## Try it:
The word "forest": in how many lines of the records does it appear? Reply with the number alone.

## Material provided:
----

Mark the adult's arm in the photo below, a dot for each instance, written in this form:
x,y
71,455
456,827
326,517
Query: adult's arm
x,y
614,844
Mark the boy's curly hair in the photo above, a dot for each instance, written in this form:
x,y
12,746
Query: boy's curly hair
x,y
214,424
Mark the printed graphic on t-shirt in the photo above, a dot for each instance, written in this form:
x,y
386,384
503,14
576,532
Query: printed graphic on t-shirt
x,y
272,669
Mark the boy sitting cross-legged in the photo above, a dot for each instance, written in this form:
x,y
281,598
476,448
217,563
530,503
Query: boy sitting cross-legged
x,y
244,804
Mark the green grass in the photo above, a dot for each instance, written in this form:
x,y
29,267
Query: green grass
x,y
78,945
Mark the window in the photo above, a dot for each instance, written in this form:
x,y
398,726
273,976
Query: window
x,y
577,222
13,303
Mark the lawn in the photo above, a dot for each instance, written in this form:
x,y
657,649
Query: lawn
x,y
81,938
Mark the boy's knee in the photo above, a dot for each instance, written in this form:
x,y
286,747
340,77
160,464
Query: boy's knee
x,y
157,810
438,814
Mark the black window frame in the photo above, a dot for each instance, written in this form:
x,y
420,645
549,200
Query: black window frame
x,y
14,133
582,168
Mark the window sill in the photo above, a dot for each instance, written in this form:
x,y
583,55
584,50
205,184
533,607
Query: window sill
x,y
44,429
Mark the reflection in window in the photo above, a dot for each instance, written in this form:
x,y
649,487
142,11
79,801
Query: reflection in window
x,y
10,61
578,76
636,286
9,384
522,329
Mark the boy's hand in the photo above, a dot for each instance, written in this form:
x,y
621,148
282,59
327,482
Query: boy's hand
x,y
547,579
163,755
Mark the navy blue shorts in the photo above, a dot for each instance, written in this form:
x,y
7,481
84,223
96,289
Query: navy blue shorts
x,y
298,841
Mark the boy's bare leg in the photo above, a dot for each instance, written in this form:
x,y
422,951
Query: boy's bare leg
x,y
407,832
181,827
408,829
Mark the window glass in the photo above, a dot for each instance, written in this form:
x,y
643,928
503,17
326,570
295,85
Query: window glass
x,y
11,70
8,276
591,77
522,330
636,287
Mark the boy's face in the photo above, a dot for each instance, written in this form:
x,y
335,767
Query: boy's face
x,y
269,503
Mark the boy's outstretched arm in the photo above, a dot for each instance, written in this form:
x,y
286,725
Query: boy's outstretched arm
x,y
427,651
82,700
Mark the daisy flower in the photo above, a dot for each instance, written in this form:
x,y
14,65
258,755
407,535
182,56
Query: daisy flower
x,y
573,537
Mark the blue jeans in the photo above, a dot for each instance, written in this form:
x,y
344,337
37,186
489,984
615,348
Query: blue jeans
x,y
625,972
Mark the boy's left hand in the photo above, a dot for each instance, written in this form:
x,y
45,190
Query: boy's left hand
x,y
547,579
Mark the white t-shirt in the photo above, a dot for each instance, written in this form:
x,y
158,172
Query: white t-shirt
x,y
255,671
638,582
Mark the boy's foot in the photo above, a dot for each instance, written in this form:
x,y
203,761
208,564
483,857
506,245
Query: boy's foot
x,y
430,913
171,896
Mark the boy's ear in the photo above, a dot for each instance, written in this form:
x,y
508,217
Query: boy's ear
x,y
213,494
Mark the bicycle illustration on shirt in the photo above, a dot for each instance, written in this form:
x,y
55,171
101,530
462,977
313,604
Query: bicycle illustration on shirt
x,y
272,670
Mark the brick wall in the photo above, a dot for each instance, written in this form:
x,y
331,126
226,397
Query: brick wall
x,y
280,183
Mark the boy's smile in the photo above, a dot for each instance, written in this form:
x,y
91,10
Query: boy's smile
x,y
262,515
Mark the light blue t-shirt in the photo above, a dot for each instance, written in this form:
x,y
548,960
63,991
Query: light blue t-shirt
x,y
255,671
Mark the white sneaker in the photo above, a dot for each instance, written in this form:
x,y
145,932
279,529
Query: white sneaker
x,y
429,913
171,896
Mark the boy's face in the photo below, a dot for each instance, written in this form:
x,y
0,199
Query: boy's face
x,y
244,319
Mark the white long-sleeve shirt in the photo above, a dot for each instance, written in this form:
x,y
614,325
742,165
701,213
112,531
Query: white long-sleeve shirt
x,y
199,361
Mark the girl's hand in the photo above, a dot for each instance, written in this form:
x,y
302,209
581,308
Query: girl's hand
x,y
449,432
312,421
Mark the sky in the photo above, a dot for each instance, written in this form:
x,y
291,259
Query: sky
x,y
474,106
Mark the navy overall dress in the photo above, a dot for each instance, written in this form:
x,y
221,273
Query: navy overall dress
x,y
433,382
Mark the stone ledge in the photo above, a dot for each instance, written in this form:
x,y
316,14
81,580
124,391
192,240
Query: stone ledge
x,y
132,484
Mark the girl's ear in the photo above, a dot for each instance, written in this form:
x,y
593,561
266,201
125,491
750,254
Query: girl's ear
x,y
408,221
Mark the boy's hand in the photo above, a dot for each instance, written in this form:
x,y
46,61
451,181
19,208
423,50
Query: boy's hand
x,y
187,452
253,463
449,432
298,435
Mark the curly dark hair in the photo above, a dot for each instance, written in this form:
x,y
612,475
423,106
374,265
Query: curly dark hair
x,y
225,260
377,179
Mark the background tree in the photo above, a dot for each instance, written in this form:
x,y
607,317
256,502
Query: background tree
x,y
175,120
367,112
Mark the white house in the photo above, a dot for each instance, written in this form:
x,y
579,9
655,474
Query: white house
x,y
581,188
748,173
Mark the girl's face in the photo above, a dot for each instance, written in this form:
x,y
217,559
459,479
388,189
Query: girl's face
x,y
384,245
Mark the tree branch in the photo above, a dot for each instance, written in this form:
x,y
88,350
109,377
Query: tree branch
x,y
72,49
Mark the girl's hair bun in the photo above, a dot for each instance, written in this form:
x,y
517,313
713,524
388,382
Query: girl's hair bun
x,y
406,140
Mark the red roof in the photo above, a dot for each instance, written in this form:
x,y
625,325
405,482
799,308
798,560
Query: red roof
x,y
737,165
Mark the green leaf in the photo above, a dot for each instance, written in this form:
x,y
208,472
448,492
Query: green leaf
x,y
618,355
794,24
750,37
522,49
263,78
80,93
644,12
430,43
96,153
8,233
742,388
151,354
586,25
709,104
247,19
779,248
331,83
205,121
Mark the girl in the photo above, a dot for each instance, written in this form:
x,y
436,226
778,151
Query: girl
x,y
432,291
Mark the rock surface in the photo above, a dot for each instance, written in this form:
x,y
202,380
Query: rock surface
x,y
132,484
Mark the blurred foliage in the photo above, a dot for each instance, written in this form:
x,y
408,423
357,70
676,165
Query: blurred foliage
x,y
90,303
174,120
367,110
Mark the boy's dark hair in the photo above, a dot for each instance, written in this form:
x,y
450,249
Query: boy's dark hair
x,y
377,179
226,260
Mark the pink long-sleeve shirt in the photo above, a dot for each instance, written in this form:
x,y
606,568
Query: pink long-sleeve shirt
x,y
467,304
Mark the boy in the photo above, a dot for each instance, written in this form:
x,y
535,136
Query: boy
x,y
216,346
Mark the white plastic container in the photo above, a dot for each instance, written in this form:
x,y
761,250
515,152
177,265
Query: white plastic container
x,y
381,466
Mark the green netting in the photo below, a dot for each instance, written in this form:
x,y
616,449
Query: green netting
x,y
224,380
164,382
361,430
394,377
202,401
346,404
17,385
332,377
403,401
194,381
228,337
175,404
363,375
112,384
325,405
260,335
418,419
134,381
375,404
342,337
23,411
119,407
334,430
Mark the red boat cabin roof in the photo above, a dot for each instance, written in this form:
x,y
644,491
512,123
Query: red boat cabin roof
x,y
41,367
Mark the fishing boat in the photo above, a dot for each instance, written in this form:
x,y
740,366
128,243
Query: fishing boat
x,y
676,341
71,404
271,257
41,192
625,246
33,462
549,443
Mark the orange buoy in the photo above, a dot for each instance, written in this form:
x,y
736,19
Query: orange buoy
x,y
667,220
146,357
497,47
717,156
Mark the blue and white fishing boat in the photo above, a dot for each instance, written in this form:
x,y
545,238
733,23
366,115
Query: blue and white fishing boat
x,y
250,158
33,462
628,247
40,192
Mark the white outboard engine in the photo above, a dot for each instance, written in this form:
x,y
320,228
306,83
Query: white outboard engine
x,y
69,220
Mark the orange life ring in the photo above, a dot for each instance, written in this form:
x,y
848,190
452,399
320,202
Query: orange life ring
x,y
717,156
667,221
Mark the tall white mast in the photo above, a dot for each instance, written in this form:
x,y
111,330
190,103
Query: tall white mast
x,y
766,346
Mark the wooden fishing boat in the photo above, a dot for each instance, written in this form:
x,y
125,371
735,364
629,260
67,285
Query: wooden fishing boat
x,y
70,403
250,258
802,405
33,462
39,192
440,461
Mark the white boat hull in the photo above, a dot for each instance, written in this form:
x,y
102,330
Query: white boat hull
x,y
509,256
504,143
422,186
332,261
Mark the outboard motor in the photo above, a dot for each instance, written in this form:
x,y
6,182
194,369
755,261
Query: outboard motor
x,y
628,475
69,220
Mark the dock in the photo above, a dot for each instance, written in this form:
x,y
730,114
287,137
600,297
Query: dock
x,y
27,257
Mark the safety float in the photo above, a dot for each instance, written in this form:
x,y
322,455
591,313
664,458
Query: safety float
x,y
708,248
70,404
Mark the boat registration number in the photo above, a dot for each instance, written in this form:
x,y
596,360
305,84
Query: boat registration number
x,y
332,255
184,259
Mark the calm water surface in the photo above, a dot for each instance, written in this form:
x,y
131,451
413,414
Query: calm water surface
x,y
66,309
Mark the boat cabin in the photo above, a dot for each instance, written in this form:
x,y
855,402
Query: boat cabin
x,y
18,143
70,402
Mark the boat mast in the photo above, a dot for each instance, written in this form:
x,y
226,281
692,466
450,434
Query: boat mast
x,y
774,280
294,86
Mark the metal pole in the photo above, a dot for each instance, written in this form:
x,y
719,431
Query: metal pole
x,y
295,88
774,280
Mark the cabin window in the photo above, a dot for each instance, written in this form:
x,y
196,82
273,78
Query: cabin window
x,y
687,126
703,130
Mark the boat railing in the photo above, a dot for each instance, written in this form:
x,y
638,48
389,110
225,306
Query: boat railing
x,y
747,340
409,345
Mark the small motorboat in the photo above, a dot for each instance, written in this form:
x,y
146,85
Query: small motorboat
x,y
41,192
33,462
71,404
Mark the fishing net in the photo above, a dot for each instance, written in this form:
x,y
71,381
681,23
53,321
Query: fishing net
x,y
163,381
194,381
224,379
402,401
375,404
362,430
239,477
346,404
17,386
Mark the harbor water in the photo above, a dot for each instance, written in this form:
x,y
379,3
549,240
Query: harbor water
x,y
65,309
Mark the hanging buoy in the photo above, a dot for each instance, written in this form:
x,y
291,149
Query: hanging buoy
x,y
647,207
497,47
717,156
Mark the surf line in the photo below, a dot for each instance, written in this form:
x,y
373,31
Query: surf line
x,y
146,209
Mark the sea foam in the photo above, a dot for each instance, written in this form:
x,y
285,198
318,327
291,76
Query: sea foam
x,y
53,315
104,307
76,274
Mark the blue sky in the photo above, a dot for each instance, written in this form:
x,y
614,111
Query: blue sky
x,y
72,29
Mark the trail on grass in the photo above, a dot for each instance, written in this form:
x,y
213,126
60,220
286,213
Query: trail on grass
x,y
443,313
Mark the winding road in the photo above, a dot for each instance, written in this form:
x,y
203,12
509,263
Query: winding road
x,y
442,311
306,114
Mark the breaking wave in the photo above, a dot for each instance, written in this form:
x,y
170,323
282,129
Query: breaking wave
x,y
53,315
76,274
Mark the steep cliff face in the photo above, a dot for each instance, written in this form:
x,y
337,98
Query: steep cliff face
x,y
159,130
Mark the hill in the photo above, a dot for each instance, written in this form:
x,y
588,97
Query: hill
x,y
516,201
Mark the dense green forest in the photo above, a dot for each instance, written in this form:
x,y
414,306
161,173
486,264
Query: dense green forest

----

## The completed task:
2